Exercise objective:
Extract each line of the data below exactly as written.

Exercise inputs:
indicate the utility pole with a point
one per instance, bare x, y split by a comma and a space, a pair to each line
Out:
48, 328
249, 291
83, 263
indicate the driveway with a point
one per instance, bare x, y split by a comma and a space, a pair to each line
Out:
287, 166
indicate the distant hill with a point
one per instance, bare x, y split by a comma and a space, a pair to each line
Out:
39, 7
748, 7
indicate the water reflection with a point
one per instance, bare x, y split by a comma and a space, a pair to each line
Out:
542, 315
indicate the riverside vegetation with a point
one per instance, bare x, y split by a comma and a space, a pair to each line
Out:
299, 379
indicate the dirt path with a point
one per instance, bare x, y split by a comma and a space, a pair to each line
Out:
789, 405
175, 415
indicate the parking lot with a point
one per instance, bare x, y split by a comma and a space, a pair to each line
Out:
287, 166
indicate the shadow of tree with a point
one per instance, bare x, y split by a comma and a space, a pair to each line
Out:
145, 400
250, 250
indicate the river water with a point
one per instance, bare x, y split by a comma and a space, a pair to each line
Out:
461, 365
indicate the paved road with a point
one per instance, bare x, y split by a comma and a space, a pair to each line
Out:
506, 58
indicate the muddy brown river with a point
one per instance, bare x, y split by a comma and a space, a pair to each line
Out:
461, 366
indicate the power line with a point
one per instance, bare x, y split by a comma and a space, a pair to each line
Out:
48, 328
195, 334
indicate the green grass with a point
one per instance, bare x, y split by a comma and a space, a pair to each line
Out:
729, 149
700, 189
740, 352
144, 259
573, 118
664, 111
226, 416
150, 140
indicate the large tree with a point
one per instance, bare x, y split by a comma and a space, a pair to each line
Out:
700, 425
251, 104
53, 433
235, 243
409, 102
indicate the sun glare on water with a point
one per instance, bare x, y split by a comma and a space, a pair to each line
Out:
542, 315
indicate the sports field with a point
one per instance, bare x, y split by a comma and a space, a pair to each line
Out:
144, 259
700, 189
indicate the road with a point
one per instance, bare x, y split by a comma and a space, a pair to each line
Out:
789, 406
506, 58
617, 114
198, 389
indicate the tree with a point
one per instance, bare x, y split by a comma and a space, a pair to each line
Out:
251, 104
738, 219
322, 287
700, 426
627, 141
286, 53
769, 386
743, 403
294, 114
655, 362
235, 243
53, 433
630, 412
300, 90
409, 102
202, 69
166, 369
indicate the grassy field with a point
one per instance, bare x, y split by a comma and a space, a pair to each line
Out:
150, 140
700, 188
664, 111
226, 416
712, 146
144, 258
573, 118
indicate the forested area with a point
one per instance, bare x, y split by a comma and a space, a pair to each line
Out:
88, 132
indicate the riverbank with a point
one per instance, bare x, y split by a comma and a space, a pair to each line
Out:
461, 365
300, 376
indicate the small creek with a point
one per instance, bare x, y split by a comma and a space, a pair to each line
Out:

Solution to the problem:
indicate the utility pole with a point
one per instance, bare x, y split by a comma and a space, a pair to each line
Out:
48, 328
249, 291
83, 263
indicate the driveway with a point
one per instance, bare x, y split by a comma and a space, a pair to each line
Out:
287, 166
indicate the distant hill with a point
one per instance, bare x, y split by a comma and a space, a pair to each line
Out:
39, 7
748, 7
indicate the water reflection with a point
one per instance, bare x, y split by a comma and a space, a pair to each line
Out:
542, 315
indicate the riverside vegetation with a point
one per instance, bare x, y split by a comma and a space, a pair to each line
Out:
299, 379
indicate the dirt path with a point
one per instance, bare x, y split by a comma and a space, a pair to each line
Out:
789, 405
175, 415
indicate the parking lot with a point
one per instance, bare x, y split by a comma and a space, a pair to each line
Out:
287, 166
indicate the shadow of tree with a point
one per instance, bare x, y split by a comma and a space, a pair to each line
Out:
145, 400
250, 250
indicate the river water with a point
one per instance, bare x, y split by a comma and a space, a pair to each line
Out:
461, 365
indicate the paved road with a point
one per instance, bare x, y split by a comma and a space, a pair to each line
Out:
506, 58
indicate the muddy brown river with a point
one per instance, bare x, y split by a comma and a space, a pair to each line
Out:
461, 366
indicate the power line with a point
one per instance, bare x, y split by a comma and a space, a pair to each line
Out:
48, 328
195, 334
indicate the green grass with a point
one per instance, bare x, y split by a comma and a space, a pair to each line
Out:
729, 149
700, 189
740, 352
144, 259
573, 118
664, 111
226, 416
150, 140
indicate the large tree with a point
one per instance, bare x, y split by a comma and a space, a pair to each line
Out:
700, 425
251, 104
53, 433
235, 243
409, 102
indicate the sun glare on water with a point
one per instance, bare x, y split by a comma and a space, a pair to each line
Out:
542, 315
indicate the sports field with a point
one per instance, bare x, y split by a comma and a space, a pair to each line
Out:
144, 259
700, 189
indicate the road with a point
one per instance, bare x, y split by a comma and a space, a pair to each line
Out:
789, 406
506, 58
617, 114
198, 389
indicate the tree with a point
one per instance, bare x, y split by a comma and a space, a pair to each line
Out:
251, 104
738, 219
322, 287
700, 426
627, 141
286, 53
769, 386
743, 403
294, 114
655, 362
235, 243
53, 433
630, 412
300, 90
409, 102
202, 69
166, 369
indicate the grassy field with a point
one per instance, bare x, y split by a comma and a space, a pair to each line
Out:
150, 140
700, 188
664, 111
226, 416
712, 146
144, 258
573, 118
indicate the forested area with a point
one per instance, bare x, y split by a comma and a space, a pair to each line
Out:
88, 132
indicate the riverbank with a point
one per instance, bare x, y split by a comma and a space, a pair to each line
Out:
461, 365
300, 376
indicate the small creek with a point
one per instance, bare x, y split by a comma and a space, a pair to each line
Out:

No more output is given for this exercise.